→ Task brief
Copy the items below, starting at the line that has "Question. Identify every instance of the parked" and continuing through the last line. Keep every line, but add 57 to each number in the answer coordinates.

[Named object pointing items]
>> START
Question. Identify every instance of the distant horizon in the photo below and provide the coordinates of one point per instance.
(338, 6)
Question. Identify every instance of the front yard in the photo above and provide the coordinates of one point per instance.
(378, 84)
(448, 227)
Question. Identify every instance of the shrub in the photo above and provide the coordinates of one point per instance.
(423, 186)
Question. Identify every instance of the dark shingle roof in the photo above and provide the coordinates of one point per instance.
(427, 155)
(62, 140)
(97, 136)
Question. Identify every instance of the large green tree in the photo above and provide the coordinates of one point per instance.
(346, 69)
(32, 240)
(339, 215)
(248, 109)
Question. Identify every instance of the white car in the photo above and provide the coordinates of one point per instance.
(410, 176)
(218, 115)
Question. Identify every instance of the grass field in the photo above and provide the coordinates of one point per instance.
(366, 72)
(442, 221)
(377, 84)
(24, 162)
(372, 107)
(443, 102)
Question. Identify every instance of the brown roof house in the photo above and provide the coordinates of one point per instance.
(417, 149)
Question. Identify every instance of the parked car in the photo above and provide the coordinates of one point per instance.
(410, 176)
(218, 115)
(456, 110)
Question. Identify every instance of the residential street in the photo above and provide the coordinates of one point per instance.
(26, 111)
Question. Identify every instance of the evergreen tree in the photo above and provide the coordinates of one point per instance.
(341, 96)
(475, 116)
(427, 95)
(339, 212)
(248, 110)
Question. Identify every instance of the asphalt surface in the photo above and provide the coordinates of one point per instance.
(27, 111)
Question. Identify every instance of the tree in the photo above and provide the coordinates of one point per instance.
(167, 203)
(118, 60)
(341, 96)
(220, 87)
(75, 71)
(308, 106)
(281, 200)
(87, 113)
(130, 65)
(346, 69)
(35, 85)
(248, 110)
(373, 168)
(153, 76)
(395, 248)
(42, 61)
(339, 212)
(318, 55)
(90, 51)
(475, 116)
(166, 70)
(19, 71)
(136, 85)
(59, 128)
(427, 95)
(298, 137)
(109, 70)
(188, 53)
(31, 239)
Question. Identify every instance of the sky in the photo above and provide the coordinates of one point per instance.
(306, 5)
>> END
→ The answer
Question. Identify every instance of the parked car in the photo above and provide the coordinates of one point per instance.
(467, 233)
(275, 172)
(513, 167)
Question. Identify every instance of the residential street in the photo above and provide the coordinates of one point per instance.
(83, 168)
Question. Identify every instance of the evergreen tree in the photo above and provide the coordinates of one point per instance.
(398, 153)
(532, 173)
(484, 152)
(396, 269)
(305, 167)
Question. Identify every instance of the asphalt surface in the photo above and provide the coordinates of one point per instance.
(84, 168)
Question. Identify every instance of the tree in the photo above and provide the coordinates of one point per instance.
(224, 260)
(175, 117)
(398, 153)
(277, 144)
(132, 128)
(365, 163)
(338, 257)
(144, 170)
(187, 122)
(403, 126)
(92, 142)
(305, 167)
(430, 225)
(210, 133)
(452, 305)
(99, 118)
(396, 269)
(375, 112)
(147, 108)
(532, 173)
(223, 127)
(76, 128)
(193, 142)
(116, 185)
(484, 152)
(355, 194)
(166, 127)
(245, 110)
(88, 296)
Question. Identify every instance of the sky in the photo above and provide the coordinates of one point per instance.
(363, 62)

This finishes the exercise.